◆ Things to do ◆
A: From the thread on embedding Python without libc, reproduce everything from "Also - if anyone" down to "what I needed.".
B: In the thread on embedding Python without libc, what does the original poster say the vendor's runtime is very analogous to?

◆ Extract ◆
++++++++
Embedding Python in a runtime with no libc

Hi! I’m interested in embedding Python into an almost bare metal application (it actually runs on a normal x86 Linux machine, but has no access to libc). Basically, this vendor has an application that will take my applications (compiled as .so) and load it into their runtime. It’s honestly very analogous to a Linux kernel module (i.e. it has an init function that acts as the main, there is no strcpy or fopen, etc.).

Is there a way to port Python to a runtime like this? My dream would be to have a Python REPL that could even import packages that I pip install (understanding I’d have to package them in a special way for them to be loaded in memory). How

I imagine I’ll have to compile Python without libc and just work through the 100k errors as it complains about not having mmap or fstat or the other thousand libc functions it relies on. Any strategies?

CircuitPython or MicroPython perhaps?

What you’d wind up doing for CPython is effectively providing your own libc. So you either need a different Python with minimal requirements (like the above bare metal focused ones), or you’re going to pull in some form of libc whether you write it yourself or you pull in one of the smaller non-LGPL libc implementations and statically link it in.

Also - if anyone has already bundled a WASM runtime for your unusual environment you could instead target running within that.

3 Likes

I briefly looked at MicroPython, but dismissed it for no reason other than it wasn’t built to solve my problem and feels like it may just attempt to address a lot of problems I don’t have. Not a negative comment of it at all (it looks like a great project!), just not what I needed.

Let’s entertain that I would provide my own libc, would I just ./configure it with CFLAGS with -nostdinc and LDFLAGS with -L/path/to/mylibc -lmylibc?

Probably something of that shape. This is very much “on your own” territory as no software expects to be built in such an environment so there are probably sharp edges in plumbing the necessary build and linking bits through to be found.
++++++++
◆ Record set ◆
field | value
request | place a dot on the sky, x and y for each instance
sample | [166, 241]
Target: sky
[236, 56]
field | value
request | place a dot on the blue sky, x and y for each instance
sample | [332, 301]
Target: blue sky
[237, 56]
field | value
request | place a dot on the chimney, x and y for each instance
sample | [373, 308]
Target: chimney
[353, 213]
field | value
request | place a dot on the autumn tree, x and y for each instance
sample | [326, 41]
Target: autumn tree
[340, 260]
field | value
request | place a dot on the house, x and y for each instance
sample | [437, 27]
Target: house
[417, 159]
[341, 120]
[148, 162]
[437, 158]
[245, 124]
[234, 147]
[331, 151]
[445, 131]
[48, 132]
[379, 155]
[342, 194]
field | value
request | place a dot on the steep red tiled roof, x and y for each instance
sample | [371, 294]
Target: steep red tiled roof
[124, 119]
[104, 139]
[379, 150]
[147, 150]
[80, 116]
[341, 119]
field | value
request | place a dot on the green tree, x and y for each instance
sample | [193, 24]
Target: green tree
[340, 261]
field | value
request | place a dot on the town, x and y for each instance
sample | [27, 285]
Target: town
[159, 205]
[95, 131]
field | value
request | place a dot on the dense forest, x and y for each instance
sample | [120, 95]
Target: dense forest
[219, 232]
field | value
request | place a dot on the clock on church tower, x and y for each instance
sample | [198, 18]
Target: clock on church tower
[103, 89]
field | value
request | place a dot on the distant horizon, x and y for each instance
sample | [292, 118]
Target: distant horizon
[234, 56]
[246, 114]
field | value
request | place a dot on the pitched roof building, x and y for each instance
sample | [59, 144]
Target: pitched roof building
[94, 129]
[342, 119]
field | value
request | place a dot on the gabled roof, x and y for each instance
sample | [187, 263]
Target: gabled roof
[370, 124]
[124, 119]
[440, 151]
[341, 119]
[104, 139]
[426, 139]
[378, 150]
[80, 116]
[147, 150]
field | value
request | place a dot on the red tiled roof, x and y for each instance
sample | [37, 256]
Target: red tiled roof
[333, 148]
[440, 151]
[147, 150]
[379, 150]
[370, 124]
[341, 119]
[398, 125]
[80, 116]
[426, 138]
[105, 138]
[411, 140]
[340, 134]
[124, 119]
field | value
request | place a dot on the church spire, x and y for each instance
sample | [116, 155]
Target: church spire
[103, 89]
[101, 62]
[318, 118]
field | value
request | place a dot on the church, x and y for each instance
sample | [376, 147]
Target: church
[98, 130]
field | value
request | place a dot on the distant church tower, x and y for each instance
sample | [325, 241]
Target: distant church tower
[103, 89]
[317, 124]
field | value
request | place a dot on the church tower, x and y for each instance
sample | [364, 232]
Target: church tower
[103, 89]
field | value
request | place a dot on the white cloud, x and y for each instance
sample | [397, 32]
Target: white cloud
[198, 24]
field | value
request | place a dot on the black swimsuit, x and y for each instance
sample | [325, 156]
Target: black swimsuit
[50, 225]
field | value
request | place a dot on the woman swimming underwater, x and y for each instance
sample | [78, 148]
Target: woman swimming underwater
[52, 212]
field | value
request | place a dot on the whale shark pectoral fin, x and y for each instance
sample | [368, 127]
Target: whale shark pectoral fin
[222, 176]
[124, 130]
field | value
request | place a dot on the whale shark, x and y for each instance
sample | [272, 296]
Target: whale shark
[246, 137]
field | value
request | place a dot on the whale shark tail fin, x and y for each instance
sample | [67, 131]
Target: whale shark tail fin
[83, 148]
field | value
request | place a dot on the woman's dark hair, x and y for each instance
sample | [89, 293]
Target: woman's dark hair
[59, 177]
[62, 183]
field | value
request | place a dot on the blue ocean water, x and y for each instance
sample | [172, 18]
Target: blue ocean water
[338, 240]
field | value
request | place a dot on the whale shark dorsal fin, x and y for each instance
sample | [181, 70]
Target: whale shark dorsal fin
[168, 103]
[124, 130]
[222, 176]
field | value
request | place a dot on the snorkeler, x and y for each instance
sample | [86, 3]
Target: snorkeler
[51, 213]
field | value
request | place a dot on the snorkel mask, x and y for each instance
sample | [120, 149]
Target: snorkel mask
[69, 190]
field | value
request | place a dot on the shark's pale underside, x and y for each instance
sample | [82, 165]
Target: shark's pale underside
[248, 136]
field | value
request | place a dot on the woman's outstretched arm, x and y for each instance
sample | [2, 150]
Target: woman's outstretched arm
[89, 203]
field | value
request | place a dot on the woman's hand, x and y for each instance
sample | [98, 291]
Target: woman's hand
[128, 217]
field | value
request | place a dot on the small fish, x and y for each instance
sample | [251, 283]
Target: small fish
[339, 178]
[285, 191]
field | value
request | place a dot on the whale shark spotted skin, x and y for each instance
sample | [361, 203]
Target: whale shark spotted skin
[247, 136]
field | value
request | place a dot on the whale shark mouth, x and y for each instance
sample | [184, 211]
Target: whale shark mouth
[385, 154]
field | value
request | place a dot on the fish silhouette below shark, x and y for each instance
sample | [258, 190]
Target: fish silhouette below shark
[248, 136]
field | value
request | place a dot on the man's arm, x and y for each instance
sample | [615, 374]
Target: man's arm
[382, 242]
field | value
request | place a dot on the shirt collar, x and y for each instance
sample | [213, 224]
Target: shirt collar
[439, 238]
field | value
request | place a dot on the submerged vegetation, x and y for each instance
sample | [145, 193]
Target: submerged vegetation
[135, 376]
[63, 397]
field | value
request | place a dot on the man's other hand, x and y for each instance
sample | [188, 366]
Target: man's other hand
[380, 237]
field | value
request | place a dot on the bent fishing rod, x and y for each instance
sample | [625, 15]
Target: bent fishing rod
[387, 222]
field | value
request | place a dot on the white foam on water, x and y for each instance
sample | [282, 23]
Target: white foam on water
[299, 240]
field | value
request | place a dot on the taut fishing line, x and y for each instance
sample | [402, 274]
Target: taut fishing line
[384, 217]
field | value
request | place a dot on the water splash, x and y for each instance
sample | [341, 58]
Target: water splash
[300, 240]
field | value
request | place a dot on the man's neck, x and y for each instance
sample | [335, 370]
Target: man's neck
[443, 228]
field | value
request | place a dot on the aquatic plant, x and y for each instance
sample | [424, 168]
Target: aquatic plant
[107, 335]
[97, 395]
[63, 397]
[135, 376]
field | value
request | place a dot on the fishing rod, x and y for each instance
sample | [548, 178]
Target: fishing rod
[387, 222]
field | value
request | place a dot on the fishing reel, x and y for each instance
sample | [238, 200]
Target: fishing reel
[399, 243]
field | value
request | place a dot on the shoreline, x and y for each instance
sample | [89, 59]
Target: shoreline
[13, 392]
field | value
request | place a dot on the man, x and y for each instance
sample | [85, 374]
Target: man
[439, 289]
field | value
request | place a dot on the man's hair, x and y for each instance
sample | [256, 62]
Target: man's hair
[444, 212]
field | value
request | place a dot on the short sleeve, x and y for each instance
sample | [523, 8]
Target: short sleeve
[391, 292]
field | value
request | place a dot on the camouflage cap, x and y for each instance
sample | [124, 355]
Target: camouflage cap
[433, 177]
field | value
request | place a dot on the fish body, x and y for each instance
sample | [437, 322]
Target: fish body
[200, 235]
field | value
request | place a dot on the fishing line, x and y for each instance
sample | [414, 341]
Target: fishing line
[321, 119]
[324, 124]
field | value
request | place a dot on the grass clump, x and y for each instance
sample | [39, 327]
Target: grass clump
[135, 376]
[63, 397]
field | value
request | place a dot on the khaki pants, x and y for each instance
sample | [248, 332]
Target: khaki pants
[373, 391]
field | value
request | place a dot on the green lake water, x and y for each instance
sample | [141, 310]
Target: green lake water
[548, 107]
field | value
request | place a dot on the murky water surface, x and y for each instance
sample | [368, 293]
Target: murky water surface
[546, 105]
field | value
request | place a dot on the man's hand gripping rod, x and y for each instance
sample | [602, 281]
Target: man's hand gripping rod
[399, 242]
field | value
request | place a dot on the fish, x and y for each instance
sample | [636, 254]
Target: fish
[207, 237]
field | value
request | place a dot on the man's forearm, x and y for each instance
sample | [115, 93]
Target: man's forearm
++++++++
◆ Outputs by task ◆
A:
Also - if anyone has already bundled a WASM runtime for your unusual environment you could instead target running within that.

3 Likes

I briefly looked at MicroPython, but dismissed it for no reason other than it wasn’t built to solve my problem and feels like it may just attempt to address a lot of problems I don’t have. Not a negative comment of it at all (it looks like a great project!), just not what I needed.

B: A Linux kernel module.